§ **EXERCISE DETAILS**: Can you reproduce the records below, changing "Markers" to "Pins" every place it occurs and leaving everything else the same?

_ _ _ _

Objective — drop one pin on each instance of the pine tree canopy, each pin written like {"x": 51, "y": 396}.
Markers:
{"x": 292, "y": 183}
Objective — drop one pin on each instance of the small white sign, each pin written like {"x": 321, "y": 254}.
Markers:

_ _ _ _

§ **ANSWER**:
Objective — drop one pin on each instance of the pine tree canopy, each pin written like {"x": 51, "y": 396}.
Pins:
{"x": 292, "y": 183}
Objective — drop one pin on each instance of the small white sign, each pin written like {"x": 321, "y": 254}.
Pins:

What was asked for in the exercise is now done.